What you need to do: Scan the entries for "large". Every line that holds it is to be copied.

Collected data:
=== Begin Enclosure ===

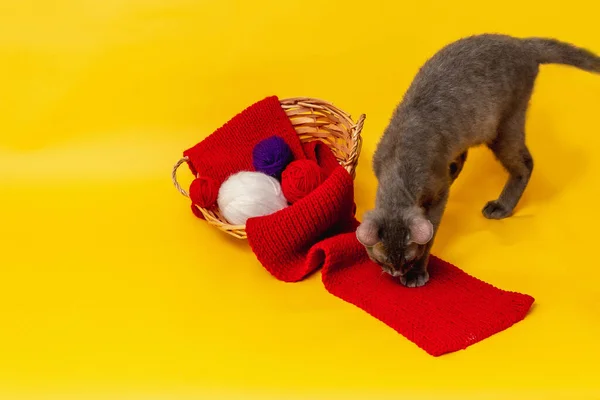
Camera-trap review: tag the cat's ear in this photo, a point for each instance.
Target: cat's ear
(421, 230)
(368, 231)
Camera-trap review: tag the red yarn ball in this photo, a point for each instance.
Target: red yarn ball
(299, 179)
(204, 191)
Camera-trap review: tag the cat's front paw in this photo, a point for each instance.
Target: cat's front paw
(415, 278)
(495, 210)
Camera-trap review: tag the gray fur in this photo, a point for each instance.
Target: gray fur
(473, 92)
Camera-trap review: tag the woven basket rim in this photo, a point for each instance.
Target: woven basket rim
(292, 106)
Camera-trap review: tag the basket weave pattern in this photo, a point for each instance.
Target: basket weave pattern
(312, 119)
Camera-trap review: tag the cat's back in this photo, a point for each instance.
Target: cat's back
(481, 65)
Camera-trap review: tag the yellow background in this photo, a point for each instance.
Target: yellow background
(108, 284)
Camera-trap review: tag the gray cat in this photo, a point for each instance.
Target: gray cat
(473, 92)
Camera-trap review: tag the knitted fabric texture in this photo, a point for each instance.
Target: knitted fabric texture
(229, 148)
(452, 311)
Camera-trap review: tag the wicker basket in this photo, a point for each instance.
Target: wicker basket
(312, 119)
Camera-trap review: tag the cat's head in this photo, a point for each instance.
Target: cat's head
(395, 240)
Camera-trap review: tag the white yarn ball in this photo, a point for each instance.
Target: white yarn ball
(249, 194)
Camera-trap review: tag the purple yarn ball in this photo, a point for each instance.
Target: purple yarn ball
(271, 155)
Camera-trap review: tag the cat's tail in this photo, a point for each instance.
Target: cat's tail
(552, 51)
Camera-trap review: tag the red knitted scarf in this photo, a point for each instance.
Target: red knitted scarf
(452, 311)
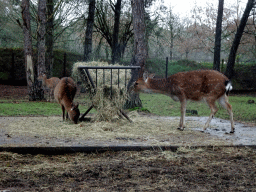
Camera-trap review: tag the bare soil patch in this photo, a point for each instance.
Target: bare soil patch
(218, 169)
(202, 169)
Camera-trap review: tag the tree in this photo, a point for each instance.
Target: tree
(49, 37)
(30, 74)
(41, 37)
(217, 48)
(116, 48)
(89, 30)
(41, 45)
(140, 51)
(232, 55)
(115, 37)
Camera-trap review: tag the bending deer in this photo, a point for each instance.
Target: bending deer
(207, 85)
(64, 94)
(49, 84)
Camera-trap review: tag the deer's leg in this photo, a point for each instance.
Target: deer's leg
(225, 104)
(183, 104)
(63, 112)
(214, 109)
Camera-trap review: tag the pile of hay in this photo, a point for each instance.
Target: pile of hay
(107, 73)
(106, 102)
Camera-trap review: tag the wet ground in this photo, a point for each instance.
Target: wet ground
(245, 134)
(219, 131)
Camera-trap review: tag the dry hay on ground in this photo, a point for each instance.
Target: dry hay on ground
(203, 169)
(143, 131)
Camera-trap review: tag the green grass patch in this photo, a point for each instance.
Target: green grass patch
(154, 103)
(164, 106)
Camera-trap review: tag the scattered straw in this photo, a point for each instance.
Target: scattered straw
(106, 102)
(143, 131)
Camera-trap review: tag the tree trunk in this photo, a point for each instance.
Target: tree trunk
(232, 55)
(29, 65)
(41, 45)
(89, 31)
(217, 48)
(49, 38)
(41, 36)
(140, 56)
(116, 48)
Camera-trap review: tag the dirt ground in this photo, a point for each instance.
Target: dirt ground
(202, 169)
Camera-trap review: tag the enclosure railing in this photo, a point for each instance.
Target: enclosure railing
(86, 76)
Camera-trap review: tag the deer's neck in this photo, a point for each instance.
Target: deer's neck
(67, 103)
(158, 85)
(44, 81)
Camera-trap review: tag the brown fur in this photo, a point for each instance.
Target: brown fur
(49, 84)
(208, 85)
(64, 94)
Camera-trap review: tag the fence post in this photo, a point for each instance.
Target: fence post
(166, 70)
(13, 68)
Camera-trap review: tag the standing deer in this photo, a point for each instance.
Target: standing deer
(207, 85)
(49, 84)
(64, 94)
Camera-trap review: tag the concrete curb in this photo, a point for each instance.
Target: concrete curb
(102, 149)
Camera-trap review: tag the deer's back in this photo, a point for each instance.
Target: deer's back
(198, 84)
(65, 89)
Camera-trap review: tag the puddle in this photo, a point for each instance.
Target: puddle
(244, 134)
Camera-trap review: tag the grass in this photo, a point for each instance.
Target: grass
(155, 103)
(164, 106)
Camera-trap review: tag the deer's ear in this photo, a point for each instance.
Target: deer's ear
(75, 107)
(145, 76)
(151, 76)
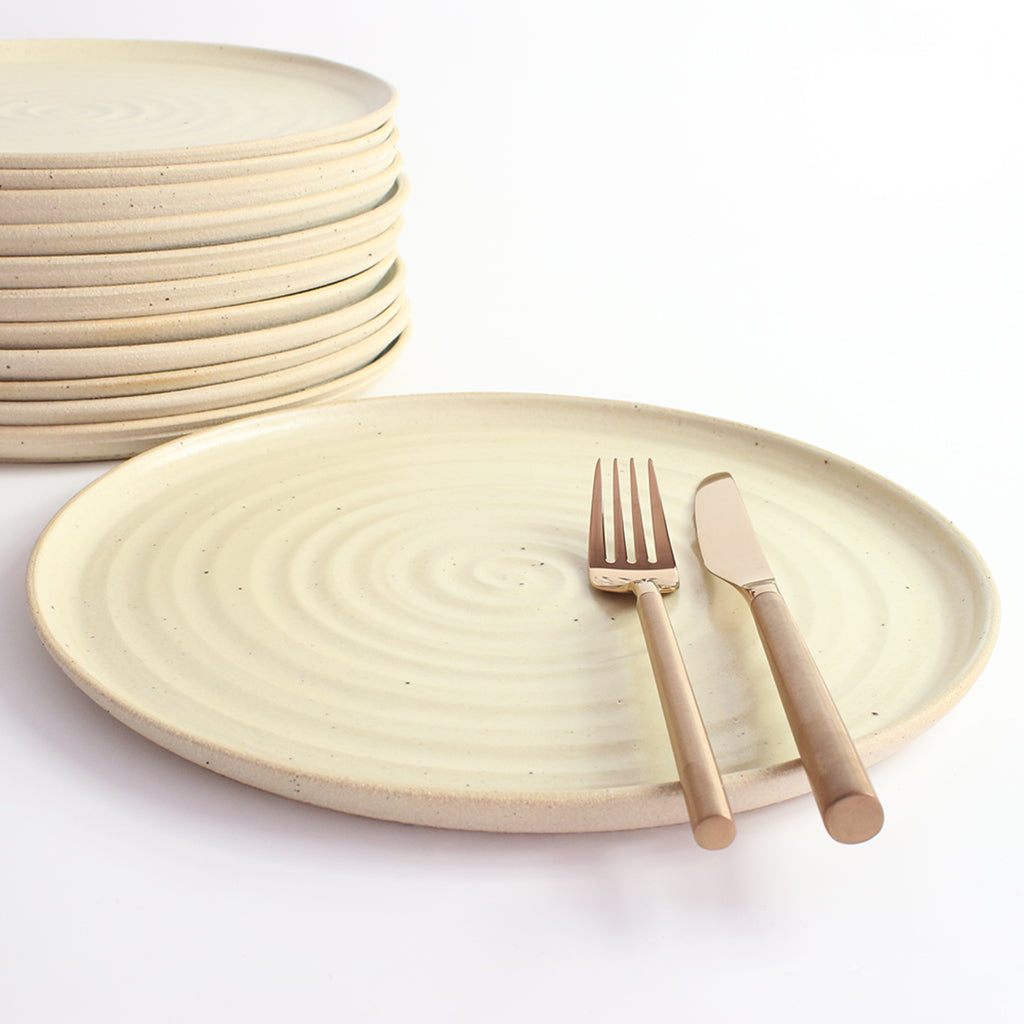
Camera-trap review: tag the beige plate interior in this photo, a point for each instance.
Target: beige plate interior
(101, 102)
(382, 607)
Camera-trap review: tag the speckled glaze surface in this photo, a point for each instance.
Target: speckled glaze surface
(81, 102)
(199, 261)
(41, 350)
(121, 438)
(336, 332)
(218, 226)
(36, 305)
(163, 174)
(241, 382)
(382, 607)
(40, 206)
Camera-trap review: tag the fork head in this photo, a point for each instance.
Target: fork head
(616, 571)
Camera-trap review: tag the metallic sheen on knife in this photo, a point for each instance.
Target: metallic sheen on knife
(730, 550)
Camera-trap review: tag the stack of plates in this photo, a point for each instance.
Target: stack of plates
(188, 233)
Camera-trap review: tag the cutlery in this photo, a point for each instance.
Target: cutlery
(648, 577)
(730, 550)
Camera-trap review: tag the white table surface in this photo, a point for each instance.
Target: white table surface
(802, 216)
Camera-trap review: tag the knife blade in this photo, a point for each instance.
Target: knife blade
(730, 550)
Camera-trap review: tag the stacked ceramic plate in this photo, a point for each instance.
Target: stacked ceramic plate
(188, 233)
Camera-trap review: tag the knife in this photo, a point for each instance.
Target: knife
(730, 550)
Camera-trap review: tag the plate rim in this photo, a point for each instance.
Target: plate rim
(546, 811)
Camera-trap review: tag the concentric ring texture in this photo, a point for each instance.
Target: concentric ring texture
(82, 102)
(382, 607)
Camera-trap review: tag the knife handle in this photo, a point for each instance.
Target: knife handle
(707, 804)
(846, 799)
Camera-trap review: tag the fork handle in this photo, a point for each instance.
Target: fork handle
(710, 815)
(846, 799)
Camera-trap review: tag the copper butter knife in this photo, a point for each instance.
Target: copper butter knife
(730, 550)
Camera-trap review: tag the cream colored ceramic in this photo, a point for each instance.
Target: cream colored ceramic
(246, 381)
(28, 305)
(382, 607)
(95, 441)
(58, 206)
(96, 373)
(197, 261)
(34, 340)
(158, 174)
(210, 227)
(128, 385)
(116, 102)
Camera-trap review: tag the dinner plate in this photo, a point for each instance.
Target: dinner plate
(382, 607)
(13, 392)
(246, 381)
(197, 261)
(37, 206)
(96, 441)
(348, 304)
(90, 102)
(156, 174)
(29, 305)
(286, 309)
(207, 227)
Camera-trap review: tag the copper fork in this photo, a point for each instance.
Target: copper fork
(648, 577)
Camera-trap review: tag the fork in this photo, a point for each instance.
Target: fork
(648, 578)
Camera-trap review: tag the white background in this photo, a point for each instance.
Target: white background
(805, 216)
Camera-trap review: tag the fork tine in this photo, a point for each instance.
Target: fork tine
(597, 549)
(617, 525)
(663, 546)
(640, 555)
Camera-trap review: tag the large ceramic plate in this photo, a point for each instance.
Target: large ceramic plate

=== End Enclosure ===

Task output:
Camera-trap review: tag the large ceramic plate in this photo, a point for each instance.
Target: large ceramic plate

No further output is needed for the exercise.